*** Input data

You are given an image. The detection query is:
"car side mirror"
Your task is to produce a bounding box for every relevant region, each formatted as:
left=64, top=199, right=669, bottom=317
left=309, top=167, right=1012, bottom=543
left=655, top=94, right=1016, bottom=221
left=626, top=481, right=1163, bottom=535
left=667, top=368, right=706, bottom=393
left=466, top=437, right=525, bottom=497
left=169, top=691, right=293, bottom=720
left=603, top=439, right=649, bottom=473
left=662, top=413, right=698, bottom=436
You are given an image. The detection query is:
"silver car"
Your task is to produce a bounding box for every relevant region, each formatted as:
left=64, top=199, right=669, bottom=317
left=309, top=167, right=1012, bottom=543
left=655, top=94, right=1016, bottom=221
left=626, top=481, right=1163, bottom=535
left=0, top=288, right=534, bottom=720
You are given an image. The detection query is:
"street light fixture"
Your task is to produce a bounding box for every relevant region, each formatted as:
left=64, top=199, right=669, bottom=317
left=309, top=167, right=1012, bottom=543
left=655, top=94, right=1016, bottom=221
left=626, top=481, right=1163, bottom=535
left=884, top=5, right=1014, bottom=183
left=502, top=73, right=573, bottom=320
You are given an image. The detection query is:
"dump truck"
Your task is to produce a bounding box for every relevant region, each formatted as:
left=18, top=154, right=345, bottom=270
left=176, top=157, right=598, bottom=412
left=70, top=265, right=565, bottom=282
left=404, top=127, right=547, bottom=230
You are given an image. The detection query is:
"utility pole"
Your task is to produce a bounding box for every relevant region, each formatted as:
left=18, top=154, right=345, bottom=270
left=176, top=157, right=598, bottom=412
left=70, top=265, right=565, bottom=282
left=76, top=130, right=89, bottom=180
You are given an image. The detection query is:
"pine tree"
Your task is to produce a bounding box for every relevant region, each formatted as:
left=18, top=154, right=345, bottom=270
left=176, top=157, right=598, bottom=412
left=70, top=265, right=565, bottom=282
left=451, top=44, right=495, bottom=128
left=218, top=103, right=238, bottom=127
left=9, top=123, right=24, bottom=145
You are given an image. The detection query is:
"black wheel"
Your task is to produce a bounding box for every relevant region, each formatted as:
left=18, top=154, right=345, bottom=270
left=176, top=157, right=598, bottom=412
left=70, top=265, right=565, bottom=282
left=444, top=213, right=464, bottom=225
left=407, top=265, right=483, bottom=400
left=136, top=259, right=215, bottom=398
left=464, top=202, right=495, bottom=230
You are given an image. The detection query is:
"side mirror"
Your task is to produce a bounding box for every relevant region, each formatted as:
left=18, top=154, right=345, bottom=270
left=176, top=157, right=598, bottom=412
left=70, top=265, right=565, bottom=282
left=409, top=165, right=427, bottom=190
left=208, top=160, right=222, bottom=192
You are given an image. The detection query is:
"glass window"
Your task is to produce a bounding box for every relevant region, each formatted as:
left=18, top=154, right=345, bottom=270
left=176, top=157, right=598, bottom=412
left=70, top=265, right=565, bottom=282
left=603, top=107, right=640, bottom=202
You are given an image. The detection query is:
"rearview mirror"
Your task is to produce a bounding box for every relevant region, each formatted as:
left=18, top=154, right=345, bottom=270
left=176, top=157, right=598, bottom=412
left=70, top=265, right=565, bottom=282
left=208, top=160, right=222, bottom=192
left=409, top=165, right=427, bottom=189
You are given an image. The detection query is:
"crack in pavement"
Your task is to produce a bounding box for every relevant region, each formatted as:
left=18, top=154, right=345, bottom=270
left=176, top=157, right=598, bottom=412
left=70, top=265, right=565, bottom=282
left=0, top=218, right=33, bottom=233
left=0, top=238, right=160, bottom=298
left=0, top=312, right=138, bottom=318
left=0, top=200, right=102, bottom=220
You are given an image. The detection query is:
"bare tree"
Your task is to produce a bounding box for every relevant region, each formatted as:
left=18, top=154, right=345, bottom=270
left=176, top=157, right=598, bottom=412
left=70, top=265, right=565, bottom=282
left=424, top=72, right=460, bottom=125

******

** Problem details **
Recast every line of the items above as a Markdown table with the columns "No." and "Line", numbering the rows in order and omitting blank lines.

** Correct answer **
| No. | Line |
|---|---|
| 1 | You are given an image. The detection query is: |
| 2 | "car side mirror" |
| 3 | Your task is to produce a bounding box for every relevant region, each formatted as: |
| 4 | left=64, top=199, right=669, bottom=317 |
| 5 | left=309, top=167, right=1012, bottom=543 |
| 6 | left=655, top=94, right=1016, bottom=221 |
| 7 | left=626, top=481, right=1163, bottom=535 |
| 8 | left=667, top=368, right=706, bottom=393 |
| 9 | left=466, top=437, right=525, bottom=497 |
| 10 | left=169, top=691, right=293, bottom=720 |
| 11 | left=603, top=439, right=649, bottom=473 |
| 12 | left=662, top=413, right=698, bottom=436 |
| 13 | You are given an image. The detection query is: |
| 14 | "silver car" |
| 15 | Your task is to produce a bounding box for every relevant region, each formatted as: |
| 16 | left=64, top=199, right=669, bottom=317 |
| 17 | left=309, top=167, right=1012, bottom=543 |
| 18 | left=655, top=94, right=1016, bottom=221 |
| 19 | left=626, top=481, right=1163, bottom=535 |
| 20 | left=0, top=288, right=534, bottom=720 |
| 21 | You are given an image. The detection query is: |
| 22 | "street light fixture" |
| 23 | Your task is to produce a bounding box for every relevant region, each formatted as: |
| 24 | left=64, top=199, right=669, bottom=317 |
| 25 | left=309, top=167, right=1012, bottom=543 |
| 26 | left=655, top=94, right=1016, bottom=221 |
| 27 | left=626, top=481, right=1163, bottom=535 |
| 28 | left=884, top=5, right=1014, bottom=183 |
| 29 | left=502, top=73, right=573, bottom=320 |
| 30 | You are given an image. The detection query is: |
| 31 | "dump truck" |
| 32 | Your task is to produce a bounding box for every relevant region, each formatted as: |
| 33 | left=18, top=154, right=345, bottom=270 |
| 34 | left=176, top=157, right=598, bottom=412 |
| 35 | left=70, top=265, right=565, bottom=282 |
| 36 | left=404, top=127, right=547, bottom=230 |
| 37 | You are given an image. The detection query is: |
| 38 | "utility pole" |
| 39 | Your task is to produce a bounding box for every relevant region, each formatted as: |
| 40 | left=18, top=154, right=345, bottom=270 |
| 41 | left=176, top=157, right=598, bottom=412 |
| 42 | left=70, top=265, right=565, bottom=282 |
| 43 | left=76, top=130, right=89, bottom=180 |
| 44 | You are given an image. The detection query is: |
| 45 | "pine tree" |
| 46 | Your task is to produce a bounding box for every relevant region, each formatted as: |
| 47 | left=18, top=154, right=345, bottom=270 |
| 48 | left=176, top=157, right=598, bottom=412 |
| 49 | left=70, top=265, right=565, bottom=282 |
| 50 | left=451, top=44, right=495, bottom=128 |
| 51 | left=218, top=103, right=238, bottom=127 |
| 52 | left=9, top=123, right=24, bottom=145 |
| 53 | You are given an image. The detection query is: |
| 54 | "black wheel" |
| 55 | Your task is to produce a bounding box for every relevant region, each formatted as: |
| 56 | left=18, top=154, right=345, bottom=270 |
| 57 | left=176, top=157, right=598, bottom=412 |
| 58 | left=70, top=265, right=565, bottom=282 |
| 59 | left=444, top=213, right=464, bottom=225 |
| 60 | left=407, top=265, right=483, bottom=400 |
| 61 | left=136, top=259, right=215, bottom=398 |
| 62 | left=464, top=202, right=495, bottom=230 |
| 63 | You are given an image. The detection query is: |
| 64 | "side mirror" |
| 65 | Your task is to produce a bounding box for every relevant region, each formatted as: |
| 66 | left=18, top=154, right=345, bottom=270 |
| 67 | left=176, top=157, right=598, bottom=412 |
| 68 | left=70, top=265, right=565, bottom=282 |
| 69 | left=409, top=165, right=427, bottom=190 |
| 70 | left=208, top=160, right=222, bottom=192 |
| 71 | You are given an image. The detection query is: |
| 72 | "glass window" |
| 73 | Your task is to produce a bounding box for every relevant region, each formatted as: |
| 74 | left=18, top=154, right=345, bottom=270 |
| 75 | left=176, top=157, right=598, bottom=412 |
| 76 | left=70, top=265, right=565, bottom=282 |
| 77 | left=603, top=107, right=640, bottom=202 |
| 78 | You are given an image. The detection query is: |
| 79 | "rearview mirror" |
| 80 | Your task is to produce a bounding box for every relevant region, each formatted as: |
| 81 | left=18, top=154, right=345, bottom=270 |
| 82 | left=176, top=157, right=598, bottom=412 |
| 83 | left=70, top=265, right=565, bottom=282 |
| 84 | left=208, top=160, right=222, bottom=192 |
| 85 | left=409, top=165, right=427, bottom=189 |
| 86 | You are given an image. The detection query is: |
| 87 | "crack in pavement" |
| 88 | Your task is to produce a bounding box for every relevant region, each formatted as: |
| 89 | left=18, top=154, right=345, bottom=270 |
| 90 | left=176, top=157, right=598, bottom=412 |
| 91 | left=70, top=265, right=565, bottom=282 |
| 92 | left=0, top=218, right=33, bottom=233 |
| 93 | left=0, top=238, right=160, bottom=298 |
| 94 | left=0, top=312, right=138, bottom=318 |
| 95 | left=0, top=200, right=102, bottom=220 |
| 96 | You are given an image. The detection query is: |
| 97 | "bare tree" |
| 98 | Your task is to produce a bounding box for every relevant region, each formatted as: |
| 99 | left=18, top=154, right=345, bottom=270 |
| 100 | left=176, top=157, right=598, bottom=412 |
| 101 | left=70, top=265, right=565, bottom=282 |
| 102 | left=424, top=72, right=460, bottom=125 |